→ Document extract
Saturday, September 27, 2014

LEONARD MALTIN'S MOVIE GUIDE SWANSONG



The Cozzalio ladies and I went to dinner last night at a restaurant on the outskirts of the dread Americana here in beautiful downtown Glendale, and while Nonie and I waited for the table, Patty and Emma walked over to Barnes and Noble for some pre-food browsing. They returned with the 2015 edition of Leonard Maltin’s Movie Guide, the last gasp in a long run of such volumes which began back in 1969. I had the first one (seen here), obtained as a bonus gift for joining the Movie Book Club when I was 11 or 12 years old, and I bought the new one each time out ever since, up until about three of four years ago, when bookshelf space, even after donating my old copies to Goodwill, started becoming a premium. And I knew, given that this was the final chapter, I'd have to have this one too.
Maltin's books were always handy and full of interesting technical information on running time, casts, dates and, in later editions, aspect ratios, but also, as the man on the cover acknowledges in his foreword, increasingly cumbersome and perhaps even superfluous in the age of proliferating information, accurate or otherwise, on the Internet. They were also touchstones for me, sort of a rock-solid place of repose right down the middle of the mainstream, and I'll always appreciate them as such, even when the aggregate of opinion gathered in the books (they were not always Maltin's, but instead an amalgam of observations gathered by his editorial staff) were exceedingly predictable posts from that mainstream, or surprisingly skimpy-- even for bite-sized capsules-- on actual reasons for some of the lower star ratings. He'll probably never live down the two-star ratings for Taxi Driver and Blue Velvet, but at least he's stuck to his guns-- those ratings, and the reasons for them ("Ugly and unredeeming!" "Terminally weird!") still stand. Which is quite unlike the time when he acknowledged upgrading his initial *1/2 stamp on Smokey and the Bandit because, well, a lot of people seemed to like it.

→ Tasks to perform
1 - Can you retype the Leonard Maltin's Movie Guide post word for word, starting at "The Cozzalio ladies" and ending at "this one too."?
2 - What comes next in the blog post about the final Leonard Maltin's Movie Guide? Write a continuation that picks up after its last sentence.

→ Data records
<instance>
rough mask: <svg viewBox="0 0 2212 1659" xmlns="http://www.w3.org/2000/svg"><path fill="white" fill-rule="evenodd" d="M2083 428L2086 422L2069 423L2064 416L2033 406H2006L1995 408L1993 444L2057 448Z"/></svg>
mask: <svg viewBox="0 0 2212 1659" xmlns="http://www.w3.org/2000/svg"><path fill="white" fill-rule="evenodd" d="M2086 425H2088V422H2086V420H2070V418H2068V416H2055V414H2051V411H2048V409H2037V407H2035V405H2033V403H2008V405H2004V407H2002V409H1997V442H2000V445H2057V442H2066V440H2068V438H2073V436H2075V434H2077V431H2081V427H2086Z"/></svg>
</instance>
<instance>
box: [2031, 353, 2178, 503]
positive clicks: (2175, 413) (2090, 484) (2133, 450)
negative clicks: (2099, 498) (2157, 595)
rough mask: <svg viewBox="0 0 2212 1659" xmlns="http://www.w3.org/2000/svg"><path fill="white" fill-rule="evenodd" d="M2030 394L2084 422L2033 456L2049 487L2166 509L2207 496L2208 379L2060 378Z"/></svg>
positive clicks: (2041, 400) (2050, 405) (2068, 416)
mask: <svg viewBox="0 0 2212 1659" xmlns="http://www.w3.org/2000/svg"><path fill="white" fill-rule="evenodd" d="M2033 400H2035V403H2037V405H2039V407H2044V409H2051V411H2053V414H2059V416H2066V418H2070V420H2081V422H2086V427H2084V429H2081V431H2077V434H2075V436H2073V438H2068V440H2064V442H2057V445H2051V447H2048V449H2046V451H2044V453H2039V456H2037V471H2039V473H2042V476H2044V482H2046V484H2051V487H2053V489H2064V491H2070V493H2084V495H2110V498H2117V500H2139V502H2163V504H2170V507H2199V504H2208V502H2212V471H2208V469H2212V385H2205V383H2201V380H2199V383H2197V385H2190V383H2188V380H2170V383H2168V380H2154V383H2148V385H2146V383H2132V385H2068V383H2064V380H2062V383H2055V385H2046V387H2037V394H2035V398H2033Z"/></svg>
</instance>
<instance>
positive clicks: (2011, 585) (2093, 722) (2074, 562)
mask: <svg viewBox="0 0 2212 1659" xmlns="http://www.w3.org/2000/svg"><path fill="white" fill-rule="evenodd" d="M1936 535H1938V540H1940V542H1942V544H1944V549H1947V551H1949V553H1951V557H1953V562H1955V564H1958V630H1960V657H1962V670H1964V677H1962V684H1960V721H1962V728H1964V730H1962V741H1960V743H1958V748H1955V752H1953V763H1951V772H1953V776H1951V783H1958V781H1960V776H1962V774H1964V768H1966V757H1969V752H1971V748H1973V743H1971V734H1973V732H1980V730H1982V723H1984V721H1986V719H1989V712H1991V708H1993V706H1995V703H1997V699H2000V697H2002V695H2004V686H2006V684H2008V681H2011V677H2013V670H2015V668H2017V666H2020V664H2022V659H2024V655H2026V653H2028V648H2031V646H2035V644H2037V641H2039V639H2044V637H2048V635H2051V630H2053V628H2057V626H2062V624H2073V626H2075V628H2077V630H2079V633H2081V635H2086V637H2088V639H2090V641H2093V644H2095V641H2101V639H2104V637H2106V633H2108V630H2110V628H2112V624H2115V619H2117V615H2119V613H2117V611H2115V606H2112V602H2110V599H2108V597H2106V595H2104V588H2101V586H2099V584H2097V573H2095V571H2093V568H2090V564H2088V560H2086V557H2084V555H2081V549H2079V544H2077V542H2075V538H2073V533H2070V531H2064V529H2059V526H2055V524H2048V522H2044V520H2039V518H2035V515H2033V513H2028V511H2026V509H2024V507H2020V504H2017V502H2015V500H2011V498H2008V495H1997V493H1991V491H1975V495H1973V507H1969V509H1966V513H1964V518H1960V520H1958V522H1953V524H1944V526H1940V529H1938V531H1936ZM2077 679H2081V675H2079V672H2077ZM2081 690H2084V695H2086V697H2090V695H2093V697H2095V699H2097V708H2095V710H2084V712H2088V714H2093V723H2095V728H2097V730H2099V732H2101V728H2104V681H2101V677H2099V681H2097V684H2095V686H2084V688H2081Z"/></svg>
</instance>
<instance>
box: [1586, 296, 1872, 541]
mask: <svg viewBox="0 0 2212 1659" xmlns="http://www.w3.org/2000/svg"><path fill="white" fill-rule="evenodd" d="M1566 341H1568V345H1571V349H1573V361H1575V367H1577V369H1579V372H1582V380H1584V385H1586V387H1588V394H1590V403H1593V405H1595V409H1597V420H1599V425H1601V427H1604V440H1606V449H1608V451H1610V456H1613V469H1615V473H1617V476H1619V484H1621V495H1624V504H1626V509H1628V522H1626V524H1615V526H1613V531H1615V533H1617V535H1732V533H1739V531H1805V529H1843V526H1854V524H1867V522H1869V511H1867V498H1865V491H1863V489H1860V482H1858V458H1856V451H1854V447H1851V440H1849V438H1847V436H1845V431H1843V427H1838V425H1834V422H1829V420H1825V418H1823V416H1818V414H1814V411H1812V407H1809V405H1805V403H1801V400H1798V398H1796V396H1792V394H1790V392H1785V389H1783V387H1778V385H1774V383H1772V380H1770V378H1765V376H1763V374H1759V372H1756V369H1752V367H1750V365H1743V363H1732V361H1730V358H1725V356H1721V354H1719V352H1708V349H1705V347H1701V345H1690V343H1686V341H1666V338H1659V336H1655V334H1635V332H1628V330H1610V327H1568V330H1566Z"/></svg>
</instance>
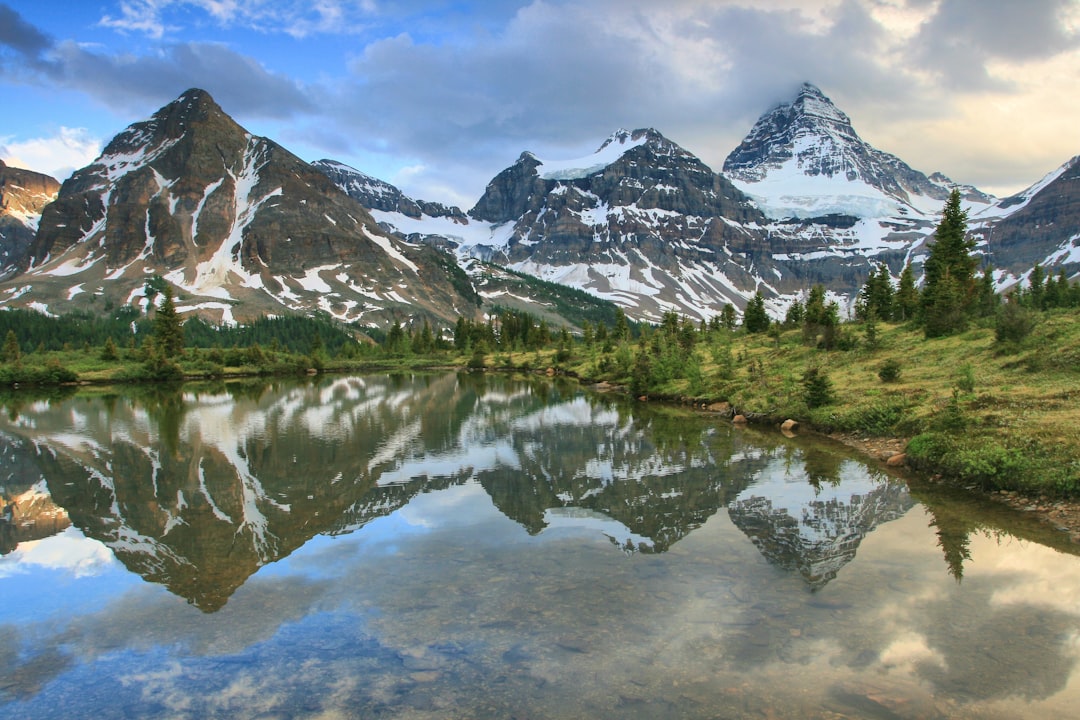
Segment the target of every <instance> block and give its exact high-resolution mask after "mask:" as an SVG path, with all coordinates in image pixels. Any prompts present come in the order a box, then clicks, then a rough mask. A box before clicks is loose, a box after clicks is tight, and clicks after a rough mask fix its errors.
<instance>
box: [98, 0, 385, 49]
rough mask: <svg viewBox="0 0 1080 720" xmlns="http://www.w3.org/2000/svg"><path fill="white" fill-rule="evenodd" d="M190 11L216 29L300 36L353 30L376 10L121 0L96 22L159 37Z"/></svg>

→ Answers to this exercise
1 -
The Cozzalio ladies and I went to dinner last night at a restaurant on the outskirts of the dread Americana here in beautiful downtown Glendale, and while Nonie and I waited for the table, Patty and Emma walked over to Barnes and Noble for some pre-food browsing. They returned with the 2015 edition of Leonard Maltin’s Movie Guide, the last gasp in a long run of such volumes which began back in 1969. I had the first one (seen here), obtained as a bonus gift for joining the Movie Book Club when I was 11 or 12 years old, and I bought the new one each time out ever since, up until about three of four years ago, when bookshelf space, even after donating my old copies to Goodwill, started becoming a premium. And I knew, given that this was the final chapter, I'd have to have this one too.

2 -
At dinner last night, we all amused ourselves playing a game that my best pal Bruce and I used to indulge in upon the release of each new annual edition. The new "Leonard" in hand, we each took turns trying to accurately predict the star rating for whatever notable releases from the previous year that would be included for the first time. We were both always pretty good at this-- a serious indicator of that predictability I mentioned-- and it turned out Patty was too. And since I'd skipped a couple of years, there were lots of titles that came to my mind. The girls even shouted out some predictions, and we were all surprisingly close, if not spot-on, never more than a half-star away from the truth. A sampling:


Antichrist ** (grimly serious, but also difficult to decipher, with touches of fantasy thrown in)
Blue Jasmine ***1/2 (Allen's screenplay offers food for thought about ethics, morals, friendship, family and our consumerist society)

Curse of Chucky *1/2 (Lacking the comic tone of the last few movies of the series, this is really just for fans)

Godzilla (2014) *** (spectacular, surprisingly good)
The Grand Budapest Hotel **** (breathless farce populated with characters out of a Lubitsch movie)

The Great Beauty ***1/2 (a visual feast with thought-provoking dialogue)
Holy Motors **1/2 (pointless)

Hot Fuzz ** (protracted, disappointing, resolutely dull)
Inside Llewyn Davis **1/2 (form trumps content here, though it's obviously catnip to Coen loyalists)

Killer Joe *** (solid direction, not for the squeamish or easily offended)
Only Lovers Left Alive ** (hip but terminally boring)

Passion ** (stylish film reveals De Palma's usual superb use of the camera and has its moments, but it's too twisty, ironic and uninvolving)
Savages ** (long, boring look at mostly scummy characters)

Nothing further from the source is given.